Over a decade since release, Superbrothers: Sword & Sworcery EP is still a game worth pondering for how it avoids being a game at all. One of the first breakout iPad titles, it exploits the platform’s multimedia cachet to wander playfully and abrasively across boundaries between artforms, genres and technologies. On some level it is Zelda, the tale of a wanderer’s accidental rousing of a skull-headed spectre that must be purged by collecting the pieces of a cosmic triangle. But it is also Twitter, with inner monologues filling a scrolling feed, and writing that walks a line between decadently self-important and goofing off about lore. It’s a pixelart realm of winding paths and chiselled shadows, but also a self-mythologising prog rock album – there’s an alternate dimension you access by flipping the phonograph disc on the title screen. It’s a rhythm game, too, with puzzles that evoke Garage Band and boss fights that recall the UFO DJ dialogues of Close Encounters of the Third Kind. It’s many different, ill-matched things, but it always feels complete, thanks not least to Jim Guthrie’s chirpy yet fathomless electronic score.

Superbrothers’ long-awaited second game, by contrast, is always shaking itself apart. A tale of new beginnings that mixes Star Fox with Tacoma, Jett: The Far Shore has marvellous ideas and a few moments of brilliance, but the moving parts interfere with each other constantly. It’s a work of useful vision in the age of Elon Musk, positing a non-Western, non-capitalist space programme in which religion and science hold equal sway. Its world-building is unmatched – there’s a voiced language of the developer’s own invention, subtitled in whimsical, mannered English (to give you a taster, impacts are “wallops”, dangers are “shuddersome”, and falling unconscious is “going adrift”). But as stories about settling other planets go, it’s curiously devoid of things to say beyond broaching the risk of Doing an Imperialism, and its key takeaways are blunted by the sheer aggravation of playing.

Jobs:
a – Shorten the paragraph of the review that begins "Superbrothers’ long-awaited second game" into a bulleted list that keeps its main facts.
b – Duplicate the part of the review starting with "Superbrothers’ long-awaited second" and going on through "aggravation of playing.".
You won't need the items that come next.

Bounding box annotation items
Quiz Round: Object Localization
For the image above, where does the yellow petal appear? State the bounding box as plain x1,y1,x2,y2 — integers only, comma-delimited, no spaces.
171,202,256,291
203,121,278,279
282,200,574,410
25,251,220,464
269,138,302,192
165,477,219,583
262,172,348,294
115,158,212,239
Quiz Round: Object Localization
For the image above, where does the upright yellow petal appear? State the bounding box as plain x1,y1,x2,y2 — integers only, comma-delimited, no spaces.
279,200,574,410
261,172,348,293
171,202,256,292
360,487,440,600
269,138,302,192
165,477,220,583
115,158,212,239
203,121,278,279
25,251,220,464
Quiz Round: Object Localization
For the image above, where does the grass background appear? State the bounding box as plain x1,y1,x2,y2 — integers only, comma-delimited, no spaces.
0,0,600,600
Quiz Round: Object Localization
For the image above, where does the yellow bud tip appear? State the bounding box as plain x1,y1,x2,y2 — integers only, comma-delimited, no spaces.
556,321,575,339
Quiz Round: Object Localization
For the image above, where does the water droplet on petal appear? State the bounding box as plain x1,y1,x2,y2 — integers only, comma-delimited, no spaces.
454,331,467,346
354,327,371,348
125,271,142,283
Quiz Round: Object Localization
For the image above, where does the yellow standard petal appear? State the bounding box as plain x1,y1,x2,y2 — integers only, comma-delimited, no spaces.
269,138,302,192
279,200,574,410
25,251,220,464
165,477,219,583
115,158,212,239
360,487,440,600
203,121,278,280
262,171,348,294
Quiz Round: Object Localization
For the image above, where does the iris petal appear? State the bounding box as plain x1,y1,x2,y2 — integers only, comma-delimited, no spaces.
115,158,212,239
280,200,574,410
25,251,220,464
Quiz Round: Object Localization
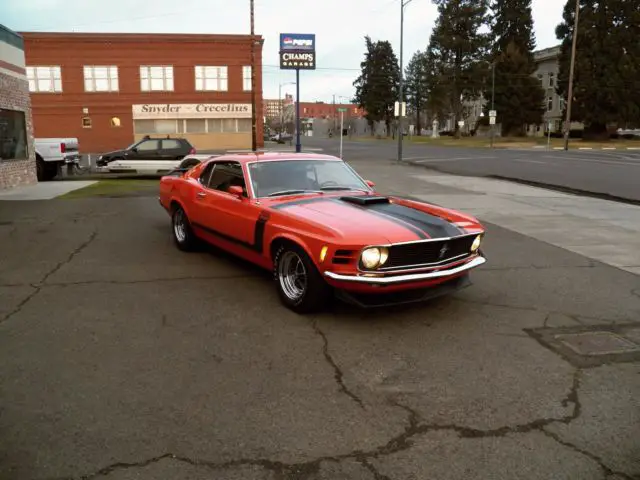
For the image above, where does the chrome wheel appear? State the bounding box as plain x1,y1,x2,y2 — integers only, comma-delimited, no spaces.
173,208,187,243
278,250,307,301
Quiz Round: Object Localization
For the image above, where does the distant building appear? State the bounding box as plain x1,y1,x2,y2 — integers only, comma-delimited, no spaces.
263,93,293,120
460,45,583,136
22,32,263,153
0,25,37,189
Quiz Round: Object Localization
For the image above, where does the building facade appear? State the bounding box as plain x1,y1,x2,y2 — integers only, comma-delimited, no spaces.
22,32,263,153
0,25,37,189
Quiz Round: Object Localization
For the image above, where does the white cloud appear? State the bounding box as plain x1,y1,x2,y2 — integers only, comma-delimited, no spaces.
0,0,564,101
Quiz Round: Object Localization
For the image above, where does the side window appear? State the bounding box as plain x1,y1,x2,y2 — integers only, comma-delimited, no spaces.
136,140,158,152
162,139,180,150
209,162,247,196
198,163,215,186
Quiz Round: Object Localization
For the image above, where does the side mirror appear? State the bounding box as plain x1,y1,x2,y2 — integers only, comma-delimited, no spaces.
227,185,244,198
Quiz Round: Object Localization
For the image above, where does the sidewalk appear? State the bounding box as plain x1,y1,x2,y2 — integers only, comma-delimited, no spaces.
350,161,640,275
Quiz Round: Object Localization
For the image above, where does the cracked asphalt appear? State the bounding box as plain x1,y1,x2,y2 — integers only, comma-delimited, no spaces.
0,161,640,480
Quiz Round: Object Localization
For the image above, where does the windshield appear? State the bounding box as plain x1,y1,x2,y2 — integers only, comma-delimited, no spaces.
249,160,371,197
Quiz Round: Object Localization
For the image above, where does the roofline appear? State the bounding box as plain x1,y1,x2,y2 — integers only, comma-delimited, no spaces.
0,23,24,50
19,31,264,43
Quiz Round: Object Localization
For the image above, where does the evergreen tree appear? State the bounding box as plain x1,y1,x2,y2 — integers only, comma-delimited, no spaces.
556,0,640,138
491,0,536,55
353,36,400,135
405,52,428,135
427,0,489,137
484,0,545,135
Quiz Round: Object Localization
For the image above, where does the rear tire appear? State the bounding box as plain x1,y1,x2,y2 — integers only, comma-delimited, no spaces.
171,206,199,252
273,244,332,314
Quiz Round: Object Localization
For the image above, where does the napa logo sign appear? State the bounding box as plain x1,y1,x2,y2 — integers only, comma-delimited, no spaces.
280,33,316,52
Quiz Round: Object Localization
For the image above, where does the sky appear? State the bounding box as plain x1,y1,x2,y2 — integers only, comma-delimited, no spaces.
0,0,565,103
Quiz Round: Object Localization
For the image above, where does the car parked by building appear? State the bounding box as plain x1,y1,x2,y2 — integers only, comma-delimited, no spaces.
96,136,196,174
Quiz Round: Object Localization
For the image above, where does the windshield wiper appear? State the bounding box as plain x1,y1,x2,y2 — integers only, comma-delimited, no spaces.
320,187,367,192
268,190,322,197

Solutions for each task:
a –
- Superbrothers' long-awaited second game, Jett: The Far Shore, is a story of new beginnings that mixes Star Fox with Tacoma and is always shaking itself apart.
- It has marvelous ideas and a few brilliant moments, but its moving parts constantly get in each other's way.
- In the age of Elon Musk, it offers a useful vision: a non-Western, non-capitalist space program where religion and science hold equal sway.
- Its world-building is unmatched, with a spoken language the developer invented, subtitled in whimsical, mannered English ("wallops" for impacts, "shuddersome" for dangers, "going adrift" for falling unconscious).
- As a story about settling other planets, it has little to say beyond raising the risk of imperialism.
- Its key points are blunted by how aggravating it is to play.

b –
Superbrothers’ long-awaited second game, by contrast, is always shaking itself apart. A tale of new beginnings that mixes Star Fox with Tacoma, Jett: The Far Shore has marvellous ideas and a few moments of brilliance, but the moving parts interfere with each other constantly. It’s a work of useful vision in the age of Elon Musk, positing a non-Western, non-capitalist space programme in which religion and science hold equal sway. Its world-building is unmatched – there’s a voiced language of the developer’s own invention, subtitled in whimsical, mannered English (to give you a taster, impacts are “wallops”, dangers are “shuddersome”, and falling unconscious is “going adrift”). But as stories about settling other planets go, it’s curiously devoid of things to say beyond broaching the risk of Doing an Imperialism, and its key takeaways are blunted by the sheer aggravation of playing.